Warning: Bleach Ending Spoilers

I’ll be upfront: I shipped Ichigo x Rukia.

From the very start of Bleach I loved their dynamic. The continuously growing friendship, the humorous arguments, and both the establishment and reinforcement that their bond was something special made me feel that, if anything was true about Bleach, it was that they would end up loving each other and being closer than anyone could possibly imagine.

While romantic love is not the only kind out there, it’s clear from the ending of Bleach that creator Kubo Tite had a different idea in mind. As seen in the final chapter, Ichigo ends up with childhood friend Orihime, and Rukia ends up with a childhood friend of her own, Renji. While those two relationship paths were certainly developed throughout the series, it still seemed jarring to me because I still found the connection between Ichigo and Rukia to be so much stronger and more profound. Because I wasn’t deeply invested in Bleach by the end, these canon pairings didn’t jar me into any sort of indignant fervor, but they nevertheless left me a bit puzzled.

Jobs
1. Transcribe the part of the Bleach commentary that opens with the words containing "Warning: Bleach Ending" and closes with "could possibly imagine.".
2. According to the Bleach commentary, who does Rukia end up with in the final chapter?
Work only from the Bleach commentary above; the material that follows plays no part.

Supplied records
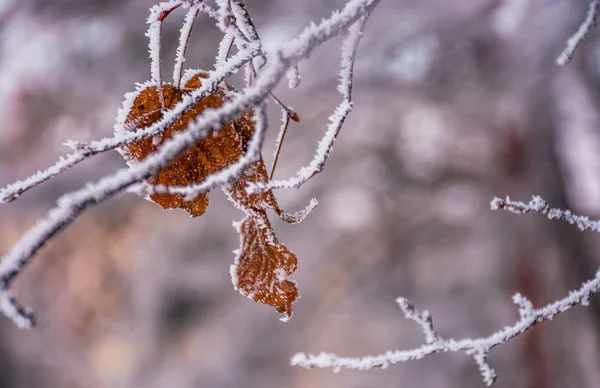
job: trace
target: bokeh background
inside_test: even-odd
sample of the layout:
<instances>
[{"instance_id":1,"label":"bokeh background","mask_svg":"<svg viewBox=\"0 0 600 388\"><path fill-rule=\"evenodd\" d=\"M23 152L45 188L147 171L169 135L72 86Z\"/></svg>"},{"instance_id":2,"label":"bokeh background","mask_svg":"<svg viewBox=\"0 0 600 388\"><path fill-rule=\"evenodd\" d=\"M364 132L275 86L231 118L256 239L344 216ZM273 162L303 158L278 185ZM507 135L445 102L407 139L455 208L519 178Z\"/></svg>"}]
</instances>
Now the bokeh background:
<instances>
[{"instance_id":1,"label":"bokeh background","mask_svg":"<svg viewBox=\"0 0 600 388\"><path fill-rule=\"evenodd\" d=\"M111 136L123 94L149 78L153 0L0 0L0 185ZM342 0L248 0L266 47ZM566 68L554 60L584 0L384 0L358 53L355 110L322 174L277 192L301 225L274 221L298 256L301 299L282 323L233 290L242 213L220 190L197 219L123 194L52 240L15 284L39 327L0 320L0 387L480 387L473 360L444 354L367 372L289 366L298 351L358 356L423 342L395 298L432 312L444 337L515 322L592 277L600 240L540 215L494 213L494 196L600 216L600 34ZM167 20L173 64L183 11ZM210 69L220 33L195 26L187 67ZM300 64L277 95L301 117L276 176L307 163L336 91L340 41ZM279 123L270 107L272 160ZM124 167L116 152L0 206L0 252L61 193ZM600 298L494 349L496 387L600 387Z\"/></svg>"}]
</instances>

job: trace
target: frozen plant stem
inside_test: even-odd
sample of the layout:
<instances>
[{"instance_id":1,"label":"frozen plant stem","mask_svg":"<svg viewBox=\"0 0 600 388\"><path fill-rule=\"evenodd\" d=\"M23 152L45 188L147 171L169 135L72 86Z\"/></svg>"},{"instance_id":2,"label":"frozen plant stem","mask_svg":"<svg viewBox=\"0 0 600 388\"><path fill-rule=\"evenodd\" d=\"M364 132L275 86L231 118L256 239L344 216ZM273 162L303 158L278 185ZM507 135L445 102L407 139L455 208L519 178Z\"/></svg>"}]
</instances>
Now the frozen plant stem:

Results of the tasks
1.
Warning: Bleach Ending Spoilers

I’ll be upfront: I shipped Ichigo x Rukia.

From the very start of Bleach I loved their dynamic. The continuously growing friendship, the humorous arguments, and both the establishment and reinforcement that their bond was something special made me feel that, if anything was true about Bleach, it was that they would end up loving each other and being closer than anyone could possibly imagine.

2. Renji, a childhood friend of her own.